Page excerpt:
--------------------------------

John Vidal
The Observer, 19th February 2012
The Laysan crake stood six inches tall, had a yellow bill and black legs, and its cry, said one ornithologist, was "like pebbles ricocheting on a glass roof". In the 1890s there were around 2,000 of these friendly but flightless birds alive on Laysan, a tiny Pacific coral island.
Fifty years later there were none, and the bird, which ran like a chicken and was so unafraid of humans it would crawl up trouser legs, has disappeared for ever – a sad chapter in the dismal history of modern bird extinctions.
Like so many other bird species, it was made extinct not because it was wanted for its meat or feathers, or because of climate change or even a rare disease, but thanks to sheer human thoughtlessness.
First, a US businessman set up a guano-collecting station on Laysan and introduced rabbits. But the rabbits escaped and bred, eating most of the vegetation on which the bird depended. Then, in 1942, rats escaped off a US landing craft and thrived by smashing and eating its eggs. Three years later the Laysan crake was to be found only in a few museums, and immortalised on a grainy black and white BBC film.
The Laysan crake is one of around 1,000 bird species known by exhibits, written accounts, illustrations, skeletons, eggs or subfossil remains to have existed but which have vanished in the last 700 years. It joins the dodo, the great auk, the huia and species of woodpeckers, boobies, pigeons, parakeets, cormorants, owls, swifts, finches, crows, petrels and birds of almost every taxon in a remarkable new book that documents for the first time the world's known extinct birds.

--------------------------------

Required action: According to the article on the Laysan crake, how many of these birds were alive on Laysan in the 1890s?

Saved entries

--------------------------------

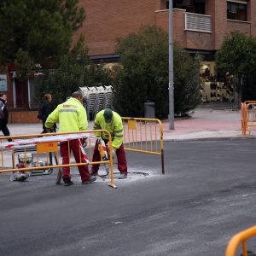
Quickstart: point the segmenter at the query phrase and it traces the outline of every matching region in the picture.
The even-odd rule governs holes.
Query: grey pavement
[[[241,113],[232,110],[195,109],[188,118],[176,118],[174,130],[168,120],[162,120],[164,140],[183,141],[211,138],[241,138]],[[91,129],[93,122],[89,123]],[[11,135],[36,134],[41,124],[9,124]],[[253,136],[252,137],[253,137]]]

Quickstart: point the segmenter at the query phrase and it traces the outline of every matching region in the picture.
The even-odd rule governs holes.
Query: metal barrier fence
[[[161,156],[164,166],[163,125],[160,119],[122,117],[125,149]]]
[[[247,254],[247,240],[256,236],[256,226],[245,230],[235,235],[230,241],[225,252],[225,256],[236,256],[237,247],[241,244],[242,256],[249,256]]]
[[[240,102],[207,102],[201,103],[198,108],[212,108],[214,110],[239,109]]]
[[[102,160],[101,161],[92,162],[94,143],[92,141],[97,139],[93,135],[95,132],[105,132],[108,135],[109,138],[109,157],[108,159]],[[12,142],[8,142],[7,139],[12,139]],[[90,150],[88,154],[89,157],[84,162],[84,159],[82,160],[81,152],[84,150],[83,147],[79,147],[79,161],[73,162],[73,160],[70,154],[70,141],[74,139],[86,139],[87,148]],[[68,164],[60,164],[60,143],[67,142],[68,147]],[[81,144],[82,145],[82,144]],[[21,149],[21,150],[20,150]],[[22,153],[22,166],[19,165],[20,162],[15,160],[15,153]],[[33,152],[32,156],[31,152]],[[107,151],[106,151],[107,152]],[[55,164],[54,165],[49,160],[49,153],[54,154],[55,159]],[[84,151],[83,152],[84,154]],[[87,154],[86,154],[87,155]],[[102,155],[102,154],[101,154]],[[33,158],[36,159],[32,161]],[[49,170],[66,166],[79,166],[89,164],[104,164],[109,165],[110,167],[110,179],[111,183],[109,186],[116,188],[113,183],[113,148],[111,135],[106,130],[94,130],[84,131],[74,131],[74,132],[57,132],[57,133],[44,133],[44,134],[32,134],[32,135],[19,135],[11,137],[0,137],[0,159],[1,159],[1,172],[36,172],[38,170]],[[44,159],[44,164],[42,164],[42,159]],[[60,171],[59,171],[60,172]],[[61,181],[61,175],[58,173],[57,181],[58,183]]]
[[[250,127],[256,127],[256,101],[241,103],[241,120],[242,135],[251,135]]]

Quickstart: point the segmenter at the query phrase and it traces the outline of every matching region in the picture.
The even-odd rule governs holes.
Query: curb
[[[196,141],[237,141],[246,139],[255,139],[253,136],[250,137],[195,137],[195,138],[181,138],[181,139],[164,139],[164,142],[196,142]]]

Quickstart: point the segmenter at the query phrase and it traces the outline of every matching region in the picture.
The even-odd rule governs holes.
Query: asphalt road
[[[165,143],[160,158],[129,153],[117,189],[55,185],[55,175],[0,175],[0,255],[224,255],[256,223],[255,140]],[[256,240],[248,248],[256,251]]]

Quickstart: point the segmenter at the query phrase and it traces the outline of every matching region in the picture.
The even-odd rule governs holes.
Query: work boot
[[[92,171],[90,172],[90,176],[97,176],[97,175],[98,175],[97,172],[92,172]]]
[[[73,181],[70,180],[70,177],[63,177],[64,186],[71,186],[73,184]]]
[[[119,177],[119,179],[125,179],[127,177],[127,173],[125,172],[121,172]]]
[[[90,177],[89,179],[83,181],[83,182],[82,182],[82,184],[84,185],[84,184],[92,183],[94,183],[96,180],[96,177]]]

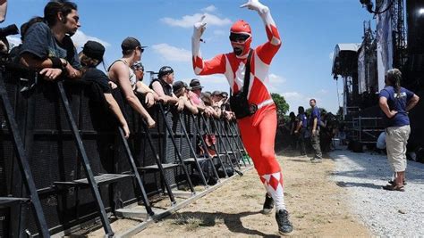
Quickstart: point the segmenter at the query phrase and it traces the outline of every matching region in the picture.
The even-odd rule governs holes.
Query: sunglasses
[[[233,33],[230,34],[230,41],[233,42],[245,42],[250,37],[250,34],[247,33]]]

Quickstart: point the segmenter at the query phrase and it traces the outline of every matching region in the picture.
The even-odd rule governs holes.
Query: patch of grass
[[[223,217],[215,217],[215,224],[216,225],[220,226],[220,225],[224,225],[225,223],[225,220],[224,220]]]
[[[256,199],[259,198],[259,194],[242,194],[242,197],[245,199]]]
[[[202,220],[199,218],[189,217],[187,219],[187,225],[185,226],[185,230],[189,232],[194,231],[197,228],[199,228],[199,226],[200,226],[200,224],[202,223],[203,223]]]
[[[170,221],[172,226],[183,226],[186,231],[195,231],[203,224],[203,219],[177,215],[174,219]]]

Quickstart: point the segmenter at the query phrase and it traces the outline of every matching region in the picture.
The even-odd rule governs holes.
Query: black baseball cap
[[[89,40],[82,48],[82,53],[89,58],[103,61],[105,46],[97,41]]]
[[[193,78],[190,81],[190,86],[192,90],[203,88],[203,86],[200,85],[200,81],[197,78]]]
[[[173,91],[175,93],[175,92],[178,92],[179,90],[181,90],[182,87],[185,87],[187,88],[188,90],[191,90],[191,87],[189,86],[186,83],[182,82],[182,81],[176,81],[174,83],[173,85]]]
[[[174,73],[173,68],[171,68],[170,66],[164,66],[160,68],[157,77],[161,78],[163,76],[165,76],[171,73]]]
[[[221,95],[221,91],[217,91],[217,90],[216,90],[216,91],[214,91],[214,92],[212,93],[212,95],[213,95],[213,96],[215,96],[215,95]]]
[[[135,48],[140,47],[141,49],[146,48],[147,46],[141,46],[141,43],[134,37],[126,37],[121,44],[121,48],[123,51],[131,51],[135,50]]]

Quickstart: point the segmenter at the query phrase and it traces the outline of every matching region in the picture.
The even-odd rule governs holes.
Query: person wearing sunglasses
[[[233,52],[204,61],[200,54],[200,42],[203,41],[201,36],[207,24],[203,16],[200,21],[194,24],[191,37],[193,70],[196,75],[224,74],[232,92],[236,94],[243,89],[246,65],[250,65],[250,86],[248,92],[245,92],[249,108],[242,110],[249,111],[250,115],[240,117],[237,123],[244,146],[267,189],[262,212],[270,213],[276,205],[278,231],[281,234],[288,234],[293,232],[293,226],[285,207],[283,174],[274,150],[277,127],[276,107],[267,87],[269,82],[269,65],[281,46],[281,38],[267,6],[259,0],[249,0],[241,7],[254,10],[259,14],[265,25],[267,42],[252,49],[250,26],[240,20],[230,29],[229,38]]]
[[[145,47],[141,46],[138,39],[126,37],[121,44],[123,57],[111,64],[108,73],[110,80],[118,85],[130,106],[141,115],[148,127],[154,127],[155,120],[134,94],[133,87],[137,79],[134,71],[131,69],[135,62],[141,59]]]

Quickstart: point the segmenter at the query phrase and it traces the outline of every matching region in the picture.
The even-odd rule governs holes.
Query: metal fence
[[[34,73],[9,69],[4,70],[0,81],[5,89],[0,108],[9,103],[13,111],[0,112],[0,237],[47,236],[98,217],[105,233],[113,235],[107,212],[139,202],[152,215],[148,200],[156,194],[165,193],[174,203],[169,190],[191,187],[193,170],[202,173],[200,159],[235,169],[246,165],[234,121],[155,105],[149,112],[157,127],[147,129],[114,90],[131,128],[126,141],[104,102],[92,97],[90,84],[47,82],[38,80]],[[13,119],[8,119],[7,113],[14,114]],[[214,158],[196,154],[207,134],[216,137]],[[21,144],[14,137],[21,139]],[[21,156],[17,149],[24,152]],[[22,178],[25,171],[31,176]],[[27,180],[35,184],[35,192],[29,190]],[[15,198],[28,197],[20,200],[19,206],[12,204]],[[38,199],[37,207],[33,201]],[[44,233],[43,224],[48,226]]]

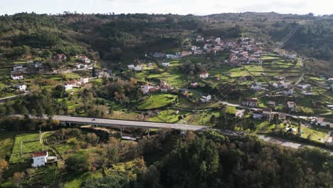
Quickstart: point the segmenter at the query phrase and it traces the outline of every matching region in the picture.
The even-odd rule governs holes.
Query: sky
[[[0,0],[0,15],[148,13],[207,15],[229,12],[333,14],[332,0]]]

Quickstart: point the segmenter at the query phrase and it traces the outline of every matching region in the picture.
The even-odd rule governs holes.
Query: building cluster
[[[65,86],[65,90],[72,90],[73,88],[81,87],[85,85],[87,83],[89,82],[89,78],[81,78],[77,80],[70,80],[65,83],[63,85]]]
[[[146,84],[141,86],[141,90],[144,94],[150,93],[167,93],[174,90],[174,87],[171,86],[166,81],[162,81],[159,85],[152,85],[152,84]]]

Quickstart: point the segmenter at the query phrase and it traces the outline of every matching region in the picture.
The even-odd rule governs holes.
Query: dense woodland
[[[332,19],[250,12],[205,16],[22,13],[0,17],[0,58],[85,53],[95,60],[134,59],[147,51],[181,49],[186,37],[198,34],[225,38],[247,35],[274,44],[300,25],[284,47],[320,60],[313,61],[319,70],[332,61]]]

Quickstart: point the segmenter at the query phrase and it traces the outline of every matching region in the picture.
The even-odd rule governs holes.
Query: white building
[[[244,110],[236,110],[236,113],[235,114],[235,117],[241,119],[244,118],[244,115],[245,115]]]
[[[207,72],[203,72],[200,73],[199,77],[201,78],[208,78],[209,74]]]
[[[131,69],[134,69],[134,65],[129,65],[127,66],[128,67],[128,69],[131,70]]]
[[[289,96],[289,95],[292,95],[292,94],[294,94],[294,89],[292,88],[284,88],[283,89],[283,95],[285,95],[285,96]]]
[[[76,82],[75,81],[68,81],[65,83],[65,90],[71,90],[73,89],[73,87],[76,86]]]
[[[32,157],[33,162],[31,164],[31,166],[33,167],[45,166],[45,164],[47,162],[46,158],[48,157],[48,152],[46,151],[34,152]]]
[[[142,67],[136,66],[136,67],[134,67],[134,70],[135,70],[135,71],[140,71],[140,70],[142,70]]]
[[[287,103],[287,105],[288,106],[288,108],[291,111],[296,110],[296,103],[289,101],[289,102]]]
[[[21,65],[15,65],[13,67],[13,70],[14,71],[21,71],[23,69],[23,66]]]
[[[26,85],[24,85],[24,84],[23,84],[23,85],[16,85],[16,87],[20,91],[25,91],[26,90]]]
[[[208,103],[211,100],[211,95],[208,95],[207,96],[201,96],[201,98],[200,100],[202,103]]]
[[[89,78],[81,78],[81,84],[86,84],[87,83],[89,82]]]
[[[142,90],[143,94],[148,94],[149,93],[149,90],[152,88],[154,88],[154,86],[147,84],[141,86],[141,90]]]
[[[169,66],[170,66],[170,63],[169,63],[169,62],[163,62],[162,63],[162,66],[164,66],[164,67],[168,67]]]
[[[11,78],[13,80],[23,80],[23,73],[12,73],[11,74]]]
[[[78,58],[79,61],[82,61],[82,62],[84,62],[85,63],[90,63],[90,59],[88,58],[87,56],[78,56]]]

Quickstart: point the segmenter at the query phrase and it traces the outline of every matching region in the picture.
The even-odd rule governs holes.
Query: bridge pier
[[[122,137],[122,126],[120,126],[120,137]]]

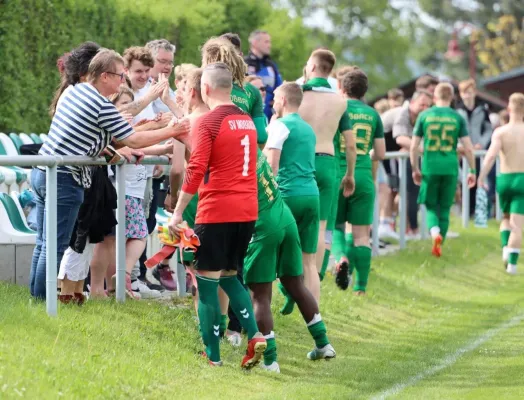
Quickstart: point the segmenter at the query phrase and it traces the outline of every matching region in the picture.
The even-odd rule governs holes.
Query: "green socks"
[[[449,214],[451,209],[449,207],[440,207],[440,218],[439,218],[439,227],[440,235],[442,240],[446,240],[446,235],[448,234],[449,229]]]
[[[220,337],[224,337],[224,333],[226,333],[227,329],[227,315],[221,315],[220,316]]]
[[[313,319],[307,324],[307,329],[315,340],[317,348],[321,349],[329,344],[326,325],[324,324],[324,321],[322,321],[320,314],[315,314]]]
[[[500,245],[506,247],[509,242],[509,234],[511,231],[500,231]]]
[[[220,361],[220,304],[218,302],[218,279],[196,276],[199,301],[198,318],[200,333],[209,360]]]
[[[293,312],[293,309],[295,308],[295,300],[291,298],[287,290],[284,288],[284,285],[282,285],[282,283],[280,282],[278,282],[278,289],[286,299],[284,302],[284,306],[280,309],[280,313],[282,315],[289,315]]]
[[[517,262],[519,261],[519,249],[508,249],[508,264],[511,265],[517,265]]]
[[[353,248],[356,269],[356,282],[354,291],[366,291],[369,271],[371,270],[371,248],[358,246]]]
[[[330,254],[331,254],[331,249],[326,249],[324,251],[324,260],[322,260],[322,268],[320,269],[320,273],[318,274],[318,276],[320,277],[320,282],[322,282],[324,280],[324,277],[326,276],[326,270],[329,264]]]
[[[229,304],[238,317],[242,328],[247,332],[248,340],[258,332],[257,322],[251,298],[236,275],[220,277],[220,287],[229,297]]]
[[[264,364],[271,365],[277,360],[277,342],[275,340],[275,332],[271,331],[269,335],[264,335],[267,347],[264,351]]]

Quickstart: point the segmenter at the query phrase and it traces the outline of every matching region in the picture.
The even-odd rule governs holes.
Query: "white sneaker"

--------------------------------

Response to this task: Around 2,000.